* Document segment
The Securities and Exchange Commission today charged an accountant and three others with insider trading on market-moving news about the New Jersey-based pharmaceutical company where the accountant formerly worked. The SEC's complaint, filed in federal court in New Jersey, alleges that Evan R. Kita, a CPA and former accountant at Celator Pharmaceuticals Inc., tipped two of his friends with confidential information about the clinical trial results for Celator’s cancer drug and its acquisition by Dublin-based Jazz Pharmaceuticals Plc almost three months later.  Celator's stock rose more than 400 percent in March 2016 when it announced positive results for its drug to treat leukemia, and Jazz Pharmaceuticals offered to pay a hefty premium in May 2016 to acquire Celator. According to the SEC's complaint, Daniel Perez and Richard Yu purchased Celator stock based on Kita's tips before the two announcements and agreed to share their trading profits with him.  The SEC alleges that Richard Yu passed Kita's tips to his father, Chiang Yu, who also traded in advance of both announcements.  To avoid detection, Kita allegedly communicated with Perez and Richard Yu through an encrypted smartphone application.

* Data excerpts
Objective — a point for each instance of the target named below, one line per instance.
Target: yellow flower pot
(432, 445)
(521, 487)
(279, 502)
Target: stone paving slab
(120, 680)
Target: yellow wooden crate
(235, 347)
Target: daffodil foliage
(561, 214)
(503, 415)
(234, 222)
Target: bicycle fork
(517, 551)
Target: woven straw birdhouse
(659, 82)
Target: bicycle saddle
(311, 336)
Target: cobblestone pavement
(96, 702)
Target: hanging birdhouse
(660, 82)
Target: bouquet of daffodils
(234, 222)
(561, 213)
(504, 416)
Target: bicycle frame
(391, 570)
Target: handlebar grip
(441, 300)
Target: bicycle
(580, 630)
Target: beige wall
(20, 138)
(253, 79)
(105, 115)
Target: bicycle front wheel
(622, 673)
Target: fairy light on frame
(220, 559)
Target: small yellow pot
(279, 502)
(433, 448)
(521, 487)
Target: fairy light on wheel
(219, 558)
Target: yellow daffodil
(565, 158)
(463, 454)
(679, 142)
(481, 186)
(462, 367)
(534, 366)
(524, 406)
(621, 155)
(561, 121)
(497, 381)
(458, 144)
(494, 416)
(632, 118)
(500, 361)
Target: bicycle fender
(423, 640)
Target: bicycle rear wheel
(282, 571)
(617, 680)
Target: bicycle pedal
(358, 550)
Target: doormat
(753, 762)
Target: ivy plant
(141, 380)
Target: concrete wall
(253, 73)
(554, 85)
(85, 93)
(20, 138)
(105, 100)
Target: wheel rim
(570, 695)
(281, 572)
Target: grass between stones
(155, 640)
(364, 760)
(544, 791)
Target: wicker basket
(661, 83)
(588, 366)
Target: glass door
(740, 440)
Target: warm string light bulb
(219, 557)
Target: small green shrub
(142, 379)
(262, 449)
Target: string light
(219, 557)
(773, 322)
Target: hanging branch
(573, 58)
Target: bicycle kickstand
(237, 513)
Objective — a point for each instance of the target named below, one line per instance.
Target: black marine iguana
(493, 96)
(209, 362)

==

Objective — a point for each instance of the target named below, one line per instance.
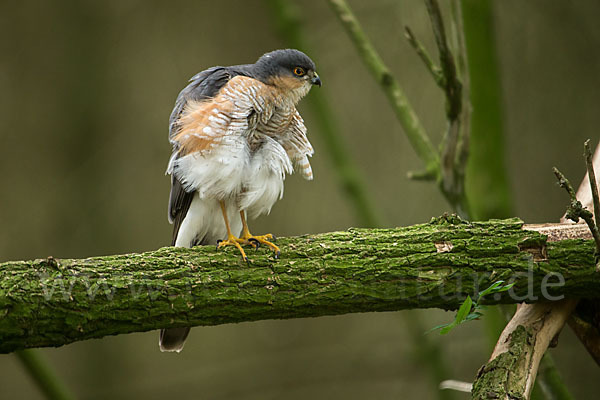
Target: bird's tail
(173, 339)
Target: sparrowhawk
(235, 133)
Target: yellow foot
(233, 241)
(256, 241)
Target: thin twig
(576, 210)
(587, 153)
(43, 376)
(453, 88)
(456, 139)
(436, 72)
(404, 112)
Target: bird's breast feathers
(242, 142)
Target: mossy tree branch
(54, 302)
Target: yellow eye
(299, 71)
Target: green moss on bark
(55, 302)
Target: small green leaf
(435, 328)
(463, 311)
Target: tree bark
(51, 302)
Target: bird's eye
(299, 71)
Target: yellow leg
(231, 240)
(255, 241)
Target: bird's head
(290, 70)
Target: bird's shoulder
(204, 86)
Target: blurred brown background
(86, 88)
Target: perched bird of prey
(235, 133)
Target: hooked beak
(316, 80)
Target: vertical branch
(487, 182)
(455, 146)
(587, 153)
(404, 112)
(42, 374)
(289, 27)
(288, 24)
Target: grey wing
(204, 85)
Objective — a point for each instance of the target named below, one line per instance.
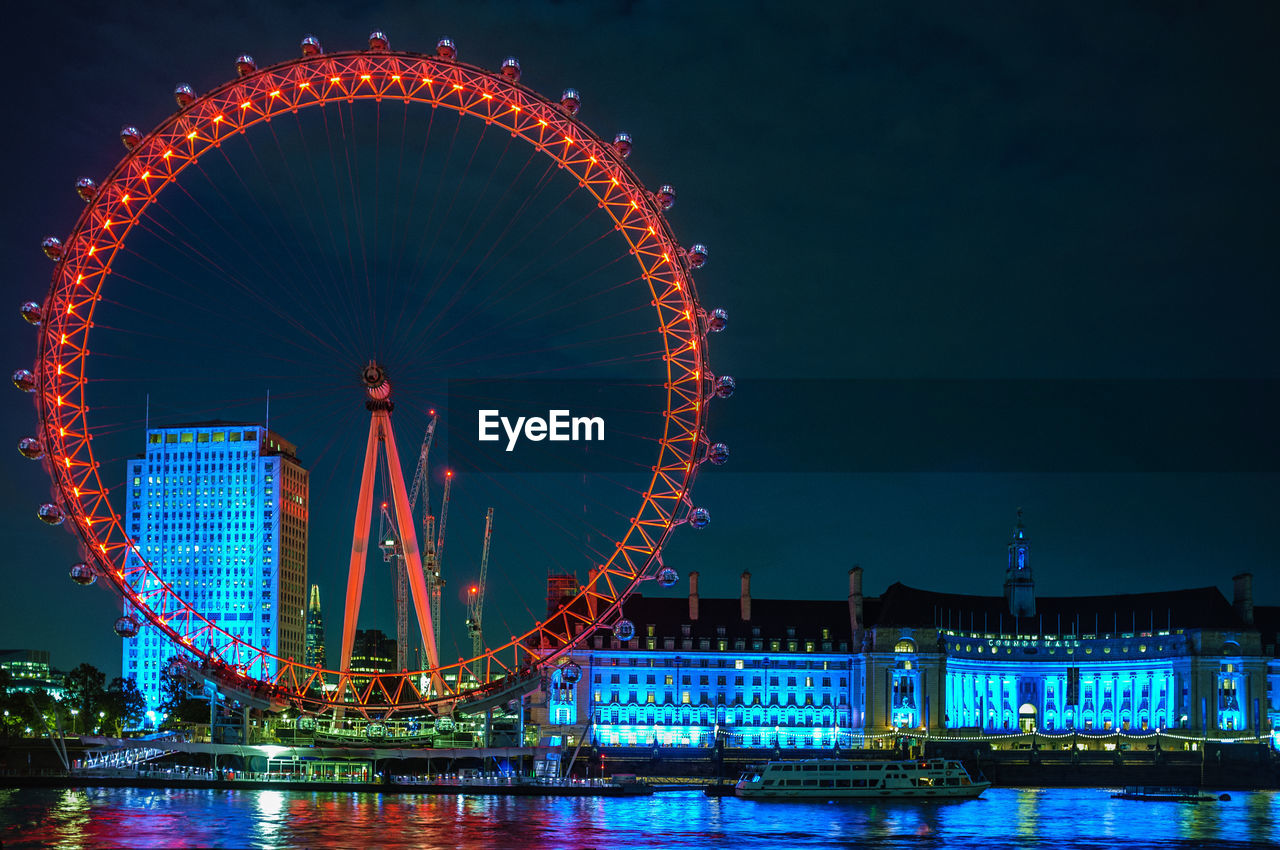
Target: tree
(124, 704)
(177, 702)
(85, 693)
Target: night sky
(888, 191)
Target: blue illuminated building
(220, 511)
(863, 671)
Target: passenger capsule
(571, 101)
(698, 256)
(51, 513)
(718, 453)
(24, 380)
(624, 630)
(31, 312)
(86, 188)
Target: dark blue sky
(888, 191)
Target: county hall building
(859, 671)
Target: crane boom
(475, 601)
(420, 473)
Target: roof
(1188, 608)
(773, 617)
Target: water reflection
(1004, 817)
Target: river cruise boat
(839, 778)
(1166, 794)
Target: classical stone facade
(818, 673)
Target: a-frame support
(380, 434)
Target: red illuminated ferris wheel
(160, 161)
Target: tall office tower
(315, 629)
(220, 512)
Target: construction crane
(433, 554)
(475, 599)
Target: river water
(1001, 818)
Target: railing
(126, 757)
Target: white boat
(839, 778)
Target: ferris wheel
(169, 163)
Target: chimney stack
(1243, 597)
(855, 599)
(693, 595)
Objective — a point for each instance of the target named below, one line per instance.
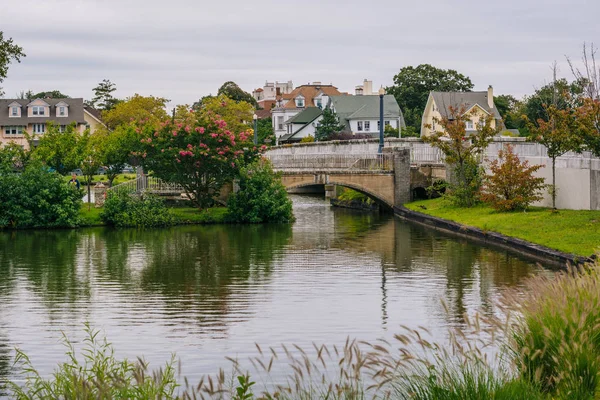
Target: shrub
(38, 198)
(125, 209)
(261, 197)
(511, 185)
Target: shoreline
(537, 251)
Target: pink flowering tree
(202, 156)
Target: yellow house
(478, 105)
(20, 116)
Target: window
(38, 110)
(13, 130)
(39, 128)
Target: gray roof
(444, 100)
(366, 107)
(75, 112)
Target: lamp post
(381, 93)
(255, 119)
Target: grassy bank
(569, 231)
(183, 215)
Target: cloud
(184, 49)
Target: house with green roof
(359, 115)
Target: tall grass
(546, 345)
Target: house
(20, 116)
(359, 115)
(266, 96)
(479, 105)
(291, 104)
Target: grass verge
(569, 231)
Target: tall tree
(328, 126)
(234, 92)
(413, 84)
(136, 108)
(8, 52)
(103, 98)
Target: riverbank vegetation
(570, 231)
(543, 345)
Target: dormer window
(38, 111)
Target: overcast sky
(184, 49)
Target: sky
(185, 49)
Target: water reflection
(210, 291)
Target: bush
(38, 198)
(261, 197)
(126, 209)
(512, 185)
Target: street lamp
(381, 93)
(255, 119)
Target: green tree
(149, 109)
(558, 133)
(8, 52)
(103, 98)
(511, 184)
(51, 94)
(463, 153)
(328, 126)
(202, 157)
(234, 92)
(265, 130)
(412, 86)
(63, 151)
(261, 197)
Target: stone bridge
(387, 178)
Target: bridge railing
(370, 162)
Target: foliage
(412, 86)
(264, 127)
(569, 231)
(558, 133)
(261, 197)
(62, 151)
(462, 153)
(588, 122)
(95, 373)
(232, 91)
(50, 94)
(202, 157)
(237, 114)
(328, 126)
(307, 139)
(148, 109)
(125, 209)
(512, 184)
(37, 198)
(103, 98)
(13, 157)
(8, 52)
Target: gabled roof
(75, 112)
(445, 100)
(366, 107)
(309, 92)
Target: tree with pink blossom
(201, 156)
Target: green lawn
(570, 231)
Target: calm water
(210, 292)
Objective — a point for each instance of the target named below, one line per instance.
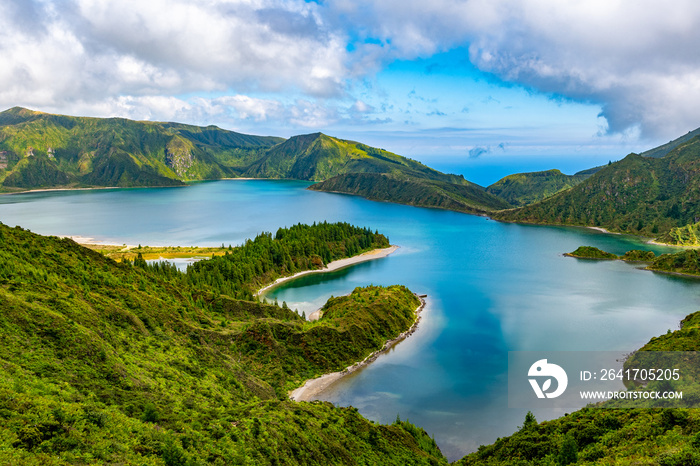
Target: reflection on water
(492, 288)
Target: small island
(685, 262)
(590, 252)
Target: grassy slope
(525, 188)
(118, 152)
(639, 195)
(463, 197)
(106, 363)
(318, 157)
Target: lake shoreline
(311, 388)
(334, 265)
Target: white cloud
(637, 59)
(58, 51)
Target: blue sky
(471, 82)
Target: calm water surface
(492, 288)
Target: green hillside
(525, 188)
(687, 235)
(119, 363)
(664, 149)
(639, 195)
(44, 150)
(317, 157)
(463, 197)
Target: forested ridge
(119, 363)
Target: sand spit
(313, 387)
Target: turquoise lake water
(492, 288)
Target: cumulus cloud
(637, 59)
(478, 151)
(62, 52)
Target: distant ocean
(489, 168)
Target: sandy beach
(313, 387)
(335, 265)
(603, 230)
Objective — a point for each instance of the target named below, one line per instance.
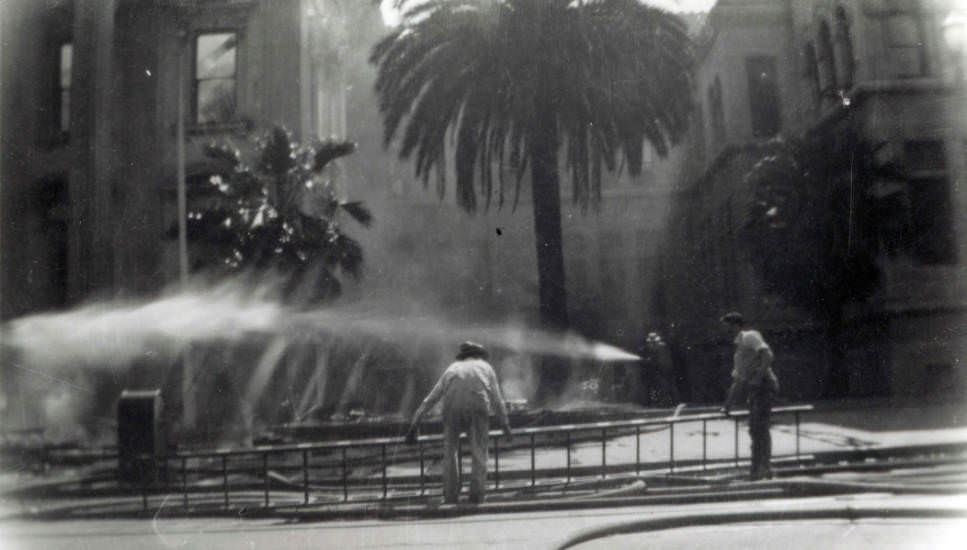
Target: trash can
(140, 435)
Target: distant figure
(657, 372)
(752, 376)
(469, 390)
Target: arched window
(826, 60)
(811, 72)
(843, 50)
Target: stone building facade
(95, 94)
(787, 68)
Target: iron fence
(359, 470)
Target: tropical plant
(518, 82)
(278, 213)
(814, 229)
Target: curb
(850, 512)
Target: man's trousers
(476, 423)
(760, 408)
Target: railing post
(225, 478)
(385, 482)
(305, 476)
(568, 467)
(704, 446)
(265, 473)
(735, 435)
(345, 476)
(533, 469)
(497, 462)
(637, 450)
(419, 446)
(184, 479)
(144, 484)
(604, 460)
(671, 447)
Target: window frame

* Work request
Please answer these questions using the SEC insider-trading text:
1. In what court was the SEC's complaint filed?
2. By how much did Celator's stock rise in March 2016?
3. How did Kita allegedly communicate with Perez and Richard Yu?

* Result below
1. In federal court in New Jersey.
2. More than 400 percent.
3. Through an encrypted smartphone application.